*What is required*: Pull out every line below that contains the word "building", and reproduce each one in full.
-- Start Working data --
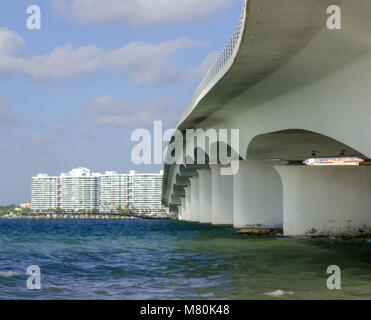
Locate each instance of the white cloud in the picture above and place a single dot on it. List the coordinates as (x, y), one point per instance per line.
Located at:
(143, 63)
(110, 111)
(7, 116)
(139, 12)
(201, 70)
(38, 140)
(148, 63)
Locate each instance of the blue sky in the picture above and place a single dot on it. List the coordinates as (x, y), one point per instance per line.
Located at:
(72, 93)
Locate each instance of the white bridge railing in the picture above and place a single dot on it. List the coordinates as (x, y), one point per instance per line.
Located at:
(218, 69)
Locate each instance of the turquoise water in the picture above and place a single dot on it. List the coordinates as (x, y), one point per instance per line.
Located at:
(134, 259)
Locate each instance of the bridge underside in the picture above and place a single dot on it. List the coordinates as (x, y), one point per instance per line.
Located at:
(295, 90)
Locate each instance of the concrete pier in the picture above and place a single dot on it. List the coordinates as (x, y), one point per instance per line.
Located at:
(194, 199)
(205, 195)
(257, 196)
(221, 197)
(323, 201)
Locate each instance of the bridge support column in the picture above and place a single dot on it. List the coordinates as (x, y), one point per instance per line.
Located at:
(204, 195)
(257, 197)
(181, 210)
(187, 208)
(221, 197)
(325, 201)
(194, 199)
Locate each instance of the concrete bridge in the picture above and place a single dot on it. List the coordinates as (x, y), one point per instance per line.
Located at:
(296, 90)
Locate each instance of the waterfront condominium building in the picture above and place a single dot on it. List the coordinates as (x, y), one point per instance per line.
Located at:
(146, 190)
(83, 190)
(78, 190)
(44, 192)
(113, 191)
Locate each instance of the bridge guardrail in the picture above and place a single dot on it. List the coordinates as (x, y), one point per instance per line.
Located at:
(216, 70)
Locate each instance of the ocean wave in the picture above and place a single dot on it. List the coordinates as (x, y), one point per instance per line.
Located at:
(278, 293)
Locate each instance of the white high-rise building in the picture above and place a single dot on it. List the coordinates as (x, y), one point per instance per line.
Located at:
(44, 192)
(78, 190)
(146, 190)
(113, 191)
(83, 190)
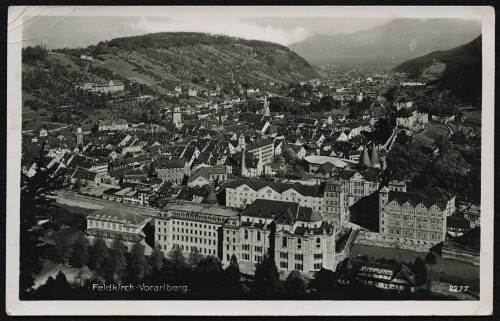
-- End Working data --
*Complete response*:
Locate each instance of the waterfront condominium building in the picture above and place a single dot on it. List the coordinates as (x, y), one point per instance per line.
Locate each instance of the white high-rise building in the picture above and place a single dot on it. List the coordinates as (x, y), one point per instance per line.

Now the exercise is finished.